▶ _Stored records_
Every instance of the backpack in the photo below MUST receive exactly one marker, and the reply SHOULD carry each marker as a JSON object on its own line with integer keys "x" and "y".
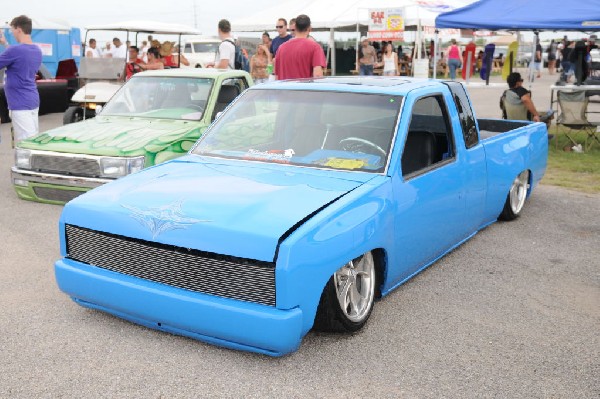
{"x": 240, "y": 60}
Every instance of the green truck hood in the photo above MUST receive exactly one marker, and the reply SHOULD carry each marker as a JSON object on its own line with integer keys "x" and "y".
{"x": 157, "y": 139}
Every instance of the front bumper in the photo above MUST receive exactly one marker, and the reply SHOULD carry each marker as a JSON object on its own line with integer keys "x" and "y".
{"x": 219, "y": 321}
{"x": 51, "y": 188}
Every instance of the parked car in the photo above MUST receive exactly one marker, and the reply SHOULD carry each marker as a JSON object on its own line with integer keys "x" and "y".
{"x": 303, "y": 203}
{"x": 156, "y": 116}
{"x": 200, "y": 50}
{"x": 102, "y": 77}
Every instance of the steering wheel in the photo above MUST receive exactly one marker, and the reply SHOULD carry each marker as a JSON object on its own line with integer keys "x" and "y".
{"x": 356, "y": 144}
{"x": 195, "y": 106}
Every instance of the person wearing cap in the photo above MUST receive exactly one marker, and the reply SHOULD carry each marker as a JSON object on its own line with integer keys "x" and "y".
{"x": 283, "y": 36}
{"x": 154, "y": 61}
{"x": 367, "y": 57}
{"x": 301, "y": 57}
{"x": 225, "y": 58}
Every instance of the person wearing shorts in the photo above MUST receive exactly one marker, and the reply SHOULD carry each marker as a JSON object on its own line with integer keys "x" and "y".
{"x": 22, "y": 62}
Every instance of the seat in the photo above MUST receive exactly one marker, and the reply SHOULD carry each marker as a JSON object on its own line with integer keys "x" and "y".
{"x": 176, "y": 97}
{"x": 573, "y": 107}
{"x": 419, "y": 151}
{"x": 227, "y": 94}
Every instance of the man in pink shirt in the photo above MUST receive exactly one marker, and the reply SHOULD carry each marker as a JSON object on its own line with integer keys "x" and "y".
{"x": 300, "y": 57}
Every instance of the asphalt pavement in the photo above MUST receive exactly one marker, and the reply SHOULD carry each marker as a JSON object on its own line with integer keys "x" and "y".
{"x": 513, "y": 313}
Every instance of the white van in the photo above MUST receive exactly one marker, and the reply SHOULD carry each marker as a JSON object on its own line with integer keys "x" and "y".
{"x": 200, "y": 50}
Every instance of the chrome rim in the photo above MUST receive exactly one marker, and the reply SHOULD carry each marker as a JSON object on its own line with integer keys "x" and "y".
{"x": 518, "y": 192}
{"x": 355, "y": 287}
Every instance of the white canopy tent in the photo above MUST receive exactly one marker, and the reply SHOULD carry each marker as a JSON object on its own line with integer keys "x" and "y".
{"x": 147, "y": 27}
{"x": 345, "y": 16}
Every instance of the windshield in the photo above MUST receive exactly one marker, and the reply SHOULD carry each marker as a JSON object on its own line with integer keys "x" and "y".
{"x": 161, "y": 97}
{"x": 322, "y": 129}
{"x": 101, "y": 68}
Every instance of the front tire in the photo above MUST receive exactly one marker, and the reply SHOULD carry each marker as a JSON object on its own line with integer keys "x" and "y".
{"x": 72, "y": 115}
{"x": 348, "y": 298}
{"x": 515, "y": 200}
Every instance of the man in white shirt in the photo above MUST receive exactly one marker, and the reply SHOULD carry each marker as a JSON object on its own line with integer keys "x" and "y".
{"x": 118, "y": 50}
{"x": 92, "y": 51}
{"x": 225, "y": 58}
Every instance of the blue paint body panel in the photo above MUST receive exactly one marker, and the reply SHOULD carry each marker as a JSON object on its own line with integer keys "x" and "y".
{"x": 307, "y": 222}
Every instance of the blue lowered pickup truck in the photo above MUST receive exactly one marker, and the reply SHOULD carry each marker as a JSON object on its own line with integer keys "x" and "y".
{"x": 302, "y": 204}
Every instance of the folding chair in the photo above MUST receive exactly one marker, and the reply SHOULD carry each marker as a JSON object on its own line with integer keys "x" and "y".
{"x": 513, "y": 106}
{"x": 573, "y": 107}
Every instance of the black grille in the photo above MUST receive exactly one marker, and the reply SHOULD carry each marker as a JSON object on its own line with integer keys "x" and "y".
{"x": 193, "y": 270}
{"x": 87, "y": 167}
{"x": 53, "y": 194}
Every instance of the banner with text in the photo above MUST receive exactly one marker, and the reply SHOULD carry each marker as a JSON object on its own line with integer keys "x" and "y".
{"x": 386, "y": 24}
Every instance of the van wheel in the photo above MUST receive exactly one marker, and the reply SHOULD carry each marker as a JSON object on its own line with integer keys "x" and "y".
{"x": 72, "y": 115}
{"x": 348, "y": 298}
{"x": 515, "y": 200}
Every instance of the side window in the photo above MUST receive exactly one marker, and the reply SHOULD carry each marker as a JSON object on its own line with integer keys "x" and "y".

▶ _What you will do_
Find the line containing "Every instance of the blue paint" in the material above. Print it and every line after it through the end, exactly and only those.

▶ _Problem solution_
Every instance of the blue paint body panel in the photo above MUST receive exactly one marker, and the reply SHOULD carry each marker as a JSON object on its own line with integer keys "x" and "y".
{"x": 307, "y": 222}
Every instance of the blue lowered pickup truck in the photo above MUST receive exactly one marker, and the reply SHOULD carry each marker as a JSON object on its own line with integer keys "x" and "y".
{"x": 302, "y": 204}
Every instance of the folding chair in the photo above MUST receive exactly one marker, and the reply SHOULD carry each marker as a JSON object on its own line with integer keys "x" and "y".
{"x": 513, "y": 106}
{"x": 573, "y": 107}
Every instance of the black grille in the photo above MUST receive exactly one marker, and the reply SHOULD carry each marker as a JSON object on its own line with integer keys "x" and "y".
{"x": 193, "y": 270}
{"x": 87, "y": 167}
{"x": 53, "y": 194}
Every instance of the banner with text in the photo above MUST receive exactly one marker, and the reply SHOULD carry each marker as a JSON object on its own line with integer keys "x" and "y".
{"x": 386, "y": 24}
Every instance of the van wheel in the photo above MUST receive exactly one marker, and the reply SHOULD carry each marker as a JSON object on its own line with integer keys "x" and "y".
{"x": 72, "y": 115}
{"x": 348, "y": 298}
{"x": 515, "y": 200}
Every instance of the side window in the photo above MUST receive exactly one marker, and the reply SHOULD carry each marker as a JSON object on its own line with integer keys "x" and "y".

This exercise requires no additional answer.